(RECORDED INFORMATION)

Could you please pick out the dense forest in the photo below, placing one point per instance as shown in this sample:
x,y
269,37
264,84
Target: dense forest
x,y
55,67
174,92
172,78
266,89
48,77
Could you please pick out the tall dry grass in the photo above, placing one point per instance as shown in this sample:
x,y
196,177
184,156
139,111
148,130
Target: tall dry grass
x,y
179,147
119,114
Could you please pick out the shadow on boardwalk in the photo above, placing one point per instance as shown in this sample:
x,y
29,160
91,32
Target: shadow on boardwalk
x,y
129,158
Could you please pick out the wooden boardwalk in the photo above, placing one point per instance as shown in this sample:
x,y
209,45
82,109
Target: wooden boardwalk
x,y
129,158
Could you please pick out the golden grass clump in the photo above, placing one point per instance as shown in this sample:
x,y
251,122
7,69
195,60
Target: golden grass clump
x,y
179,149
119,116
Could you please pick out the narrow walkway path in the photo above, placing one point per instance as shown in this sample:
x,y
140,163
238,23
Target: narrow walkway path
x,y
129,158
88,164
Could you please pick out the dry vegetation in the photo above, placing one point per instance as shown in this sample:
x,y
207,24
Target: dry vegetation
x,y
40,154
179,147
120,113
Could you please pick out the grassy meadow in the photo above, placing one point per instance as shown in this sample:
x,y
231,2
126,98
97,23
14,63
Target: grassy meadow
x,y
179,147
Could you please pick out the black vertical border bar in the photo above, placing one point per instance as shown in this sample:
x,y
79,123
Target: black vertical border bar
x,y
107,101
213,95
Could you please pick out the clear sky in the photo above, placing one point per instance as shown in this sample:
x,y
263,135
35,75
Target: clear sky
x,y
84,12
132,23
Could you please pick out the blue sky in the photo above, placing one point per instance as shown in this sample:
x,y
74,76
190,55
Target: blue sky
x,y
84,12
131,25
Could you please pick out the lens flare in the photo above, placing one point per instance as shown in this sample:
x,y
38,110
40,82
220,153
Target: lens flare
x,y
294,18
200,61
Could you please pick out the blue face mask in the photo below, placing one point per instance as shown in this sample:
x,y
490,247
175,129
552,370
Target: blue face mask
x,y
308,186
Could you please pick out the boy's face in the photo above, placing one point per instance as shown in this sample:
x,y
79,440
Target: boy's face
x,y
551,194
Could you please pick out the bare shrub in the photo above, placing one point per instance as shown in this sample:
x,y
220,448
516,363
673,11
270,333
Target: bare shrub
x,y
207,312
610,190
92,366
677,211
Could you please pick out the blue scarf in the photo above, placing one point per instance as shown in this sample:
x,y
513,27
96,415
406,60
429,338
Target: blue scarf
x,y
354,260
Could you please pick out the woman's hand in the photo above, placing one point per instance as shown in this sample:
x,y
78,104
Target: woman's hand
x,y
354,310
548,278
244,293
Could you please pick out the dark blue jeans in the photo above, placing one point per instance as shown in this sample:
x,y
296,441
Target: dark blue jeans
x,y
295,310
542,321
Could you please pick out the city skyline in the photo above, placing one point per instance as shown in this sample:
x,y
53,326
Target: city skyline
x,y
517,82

(End RECORDED INFORMATION)

The response has to give back every record verbatim.

EXERCISE RESULT.
Could you please pick out the dense forest in the photo below, placing one point per instance as shown in this sample:
x,y
269,37
264,84
Target: dense forest
x,y
55,67
174,92
172,78
266,89
48,77
Could you please pick out the tall dry grass in the photo above, placing one point per instance as shown in this sample:
x,y
196,177
184,156
139,111
148,130
Target: tall dry grass
x,y
179,147
119,114
Could you please pick out the shadow on boardwalk in the photo above, placing one point per instance as shown in this sample:
x,y
29,160
91,32
Target: shadow on boardwalk
x,y
129,158
Could you please pick out the wooden boardwalk in the photo above, placing one point per instance as shown in this sample:
x,y
209,45
82,109
Target: wooden boardwalk
x,y
129,158
Could you please pick out the golden grass clump in the photo above, placing one point per instance as shown in this sample:
x,y
251,122
7,69
195,60
Target: golden grass clump
x,y
179,149
119,116
Could you please pick out the narrow walkway path in the photo above, placing one point per instance as shown in this sample:
x,y
140,163
238,23
Target: narrow walkway path
x,y
129,158
88,164
Could you please pick out the dry vegetation in the photo above, placing one point per instance as shown in this sample:
x,y
207,24
Target: dry vegetation
x,y
40,154
179,147
120,113
Could you please pick out the grassy meadow in the photo above, placing one point per instance as shown in this sample:
x,y
231,2
126,98
97,23
14,63
Target: grassy meadow
x,y
179,147
Could you please pick out the black vertical border bar in the photo above, placing one point per instance as shown in this sample:
x,y
79,123
Target: black vertical border bar
x,y
107,101
213,95
Could you please pick out the clear sky in the photo above, placing one point per instance as shown in this sample:
x,y
263,135
35,75
Target: clear sky
x,y
84,12
132,23
Could you please pick out the blue sky in the photo above, placing one point per instance as shown in this sample:
x,y
74,76
190,55
Target: blue sky
x,y
84,12
131,25
Could you please pick out the lens flare in the photo above, placing one point per instance as shown in this sample:
x,y
38,110
40,82
220,153
Target: lens flare
x,y
294,18
200,61
Could you please pick out the blue face mask in the photo below, placing one point per instance as shown in this sample:
x,y
490,247
175,129
552,370
Target: blue face mask
x,y
308,186
Could you please pick out the boy's face in the photo above, placing one point per instance as shown in this sample:
x,y
79,440
Target: boy's face
x,y
551,194
Could you please pick out the bare shrub in the photo above, placing one point per instance as shown in this sample:
x,y
220,448
516,363
673,11
270,333
Target: bare shrub
x,y
207,312
610,190
92,366
677,211
Could you please pick out the blue scarf in the photo above, placing one point per instance as shown in this sample:
x,y
513,27
96,415
406,60
429,338
Target: blue scarf
x,y
354,260
Could you please pick out the woman's hand in the photo above, placing one point per instance as shown in this sample:
x,y
78,104
Target: woman's hand
x,y
354,310
548,278
244,293
Could you please pick out the dark blue jeans in the photo above, placing one point per instance as shown in this sample:
x,y
296,441
Target: dark blue jeans
x,y
295,310
542,321
Could you please pick out the city skyline in the photo above, placing one point per instance as shown in this sample:
x,y
53,326
Target: city skyline
x,y
517,82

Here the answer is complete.